Extrait choisi:
>>>
Vu la procédure suivante :
Procédure contentieuse antérieure :
M. D... B... a demandé au Tribunal administratif de Nouvelle-Calédonie de condamner la Nouvelle-Calédonie à lui verser une indemnité correspondant aux préjudices matériel et de carrière qu'il estime avoir subis du fait de l'illégalité des décisions des 17 juin et 19 juillet 2011 mettant fin à son détachement auprès de la Nouvelle-Calédonie et à ses fonctions de chef de service, et une somme de 11 933 174 francs CFP (100 000 euros) au titre du préjudice moral et des troubles dans les conditions d'existence, sommes assortie des intérêts au taux légal et de leur capitalisation à compter du 17 octobre 2017.
Par un jugement n° 1800090 du 13 juillet 2018, le Tribunal administratif de Nouvelle-Calédonie a rejeté sa demande.
<<<
Consignes:
1 - Recopiez le passage de l'extrait allant de "Vu la procédure" jusqu'à "17 octobre 2017.", en substituant "allocation" à "indemnité".
2 - D'après l'extrait, quel montant M. D... B... réclamait-il au titre du préjudice moral et des troubles dans les conditions d'existence ?

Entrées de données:
>>>
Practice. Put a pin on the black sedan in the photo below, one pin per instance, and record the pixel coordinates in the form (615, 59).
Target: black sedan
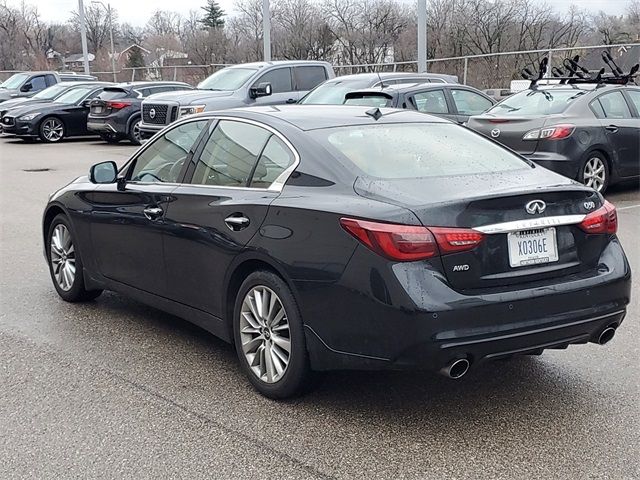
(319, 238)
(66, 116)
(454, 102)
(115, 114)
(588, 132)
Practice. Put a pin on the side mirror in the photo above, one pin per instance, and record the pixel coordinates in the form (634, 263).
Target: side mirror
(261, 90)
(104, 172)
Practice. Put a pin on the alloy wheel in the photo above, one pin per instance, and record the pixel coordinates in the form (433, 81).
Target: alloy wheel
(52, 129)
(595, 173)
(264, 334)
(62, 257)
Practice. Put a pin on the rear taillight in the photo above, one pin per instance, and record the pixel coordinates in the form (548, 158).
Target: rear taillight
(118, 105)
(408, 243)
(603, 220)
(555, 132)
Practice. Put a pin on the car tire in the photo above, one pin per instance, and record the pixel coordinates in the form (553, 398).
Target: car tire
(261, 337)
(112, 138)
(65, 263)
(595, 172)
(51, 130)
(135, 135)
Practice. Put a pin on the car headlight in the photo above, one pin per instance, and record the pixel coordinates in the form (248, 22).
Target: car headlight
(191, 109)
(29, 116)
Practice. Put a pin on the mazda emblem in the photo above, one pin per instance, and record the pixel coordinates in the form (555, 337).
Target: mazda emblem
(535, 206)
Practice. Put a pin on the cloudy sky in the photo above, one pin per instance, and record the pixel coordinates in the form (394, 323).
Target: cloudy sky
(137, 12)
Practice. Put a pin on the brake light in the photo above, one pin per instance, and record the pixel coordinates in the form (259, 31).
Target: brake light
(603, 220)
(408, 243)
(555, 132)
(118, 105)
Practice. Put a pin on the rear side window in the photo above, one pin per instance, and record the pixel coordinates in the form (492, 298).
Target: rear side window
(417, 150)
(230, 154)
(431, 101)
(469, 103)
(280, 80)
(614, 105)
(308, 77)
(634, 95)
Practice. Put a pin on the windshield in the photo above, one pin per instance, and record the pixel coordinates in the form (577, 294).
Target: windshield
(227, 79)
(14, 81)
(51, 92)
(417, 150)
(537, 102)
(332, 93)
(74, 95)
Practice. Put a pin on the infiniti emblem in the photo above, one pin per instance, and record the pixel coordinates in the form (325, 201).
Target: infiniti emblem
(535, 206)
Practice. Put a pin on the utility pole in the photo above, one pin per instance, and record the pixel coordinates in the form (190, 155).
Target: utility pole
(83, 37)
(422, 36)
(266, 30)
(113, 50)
<<<
>>>
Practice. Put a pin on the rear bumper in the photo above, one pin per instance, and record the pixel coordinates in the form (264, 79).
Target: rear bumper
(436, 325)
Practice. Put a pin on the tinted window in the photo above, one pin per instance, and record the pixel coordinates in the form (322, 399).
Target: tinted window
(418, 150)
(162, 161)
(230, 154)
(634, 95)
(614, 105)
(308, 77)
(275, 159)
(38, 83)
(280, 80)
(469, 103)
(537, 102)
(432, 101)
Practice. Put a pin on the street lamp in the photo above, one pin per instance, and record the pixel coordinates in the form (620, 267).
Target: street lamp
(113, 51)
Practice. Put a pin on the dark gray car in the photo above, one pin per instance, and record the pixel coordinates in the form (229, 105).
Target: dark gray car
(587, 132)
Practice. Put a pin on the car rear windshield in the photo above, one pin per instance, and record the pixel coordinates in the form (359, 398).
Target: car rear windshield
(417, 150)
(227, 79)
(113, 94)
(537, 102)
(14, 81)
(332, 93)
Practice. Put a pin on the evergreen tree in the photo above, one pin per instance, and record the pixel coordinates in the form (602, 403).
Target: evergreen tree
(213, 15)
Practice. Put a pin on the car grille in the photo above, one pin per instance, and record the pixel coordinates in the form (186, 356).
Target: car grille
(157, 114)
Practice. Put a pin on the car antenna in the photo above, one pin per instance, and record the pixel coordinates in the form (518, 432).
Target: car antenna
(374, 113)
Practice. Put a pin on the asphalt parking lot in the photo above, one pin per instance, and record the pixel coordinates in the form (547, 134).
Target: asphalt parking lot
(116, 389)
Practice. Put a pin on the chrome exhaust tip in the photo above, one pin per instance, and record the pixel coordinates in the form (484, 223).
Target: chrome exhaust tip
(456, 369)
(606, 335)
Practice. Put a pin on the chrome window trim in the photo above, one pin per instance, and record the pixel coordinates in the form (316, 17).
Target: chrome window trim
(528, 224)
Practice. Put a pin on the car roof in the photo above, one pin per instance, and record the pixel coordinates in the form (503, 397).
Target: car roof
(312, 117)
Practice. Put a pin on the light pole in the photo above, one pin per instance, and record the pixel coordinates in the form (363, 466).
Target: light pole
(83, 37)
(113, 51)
<<<
Corrigé:
1 -
Vu la procédure suivante :
Procédure contentieuse antérieure :
M. D... B... a demandé au Tribunal administratif de Nouvelle-Calédonie de condamner la Nouvelle-Calédonie à lui verser une allocation correspondant aux préjudices matériel et de carrière qu'il estime avoir subis du fait de l'illégalité des décisions des 17 juin et 19 juillet 2011 mettant fin à son détachement auprès de la Nouvelle-Calédonie et à ses fonctions de chef de service, et une somme de 11 933 174 francs CFP (100 000 euros) au titre du préjudice moral et des troubles dans les conditions d'existence, sommes assortie des intérêts au taux légal et de leur capitalisation à compter du 17 octobre 2017.

2 - Une somme de 11 933 174 francs CFP (100 000 euros).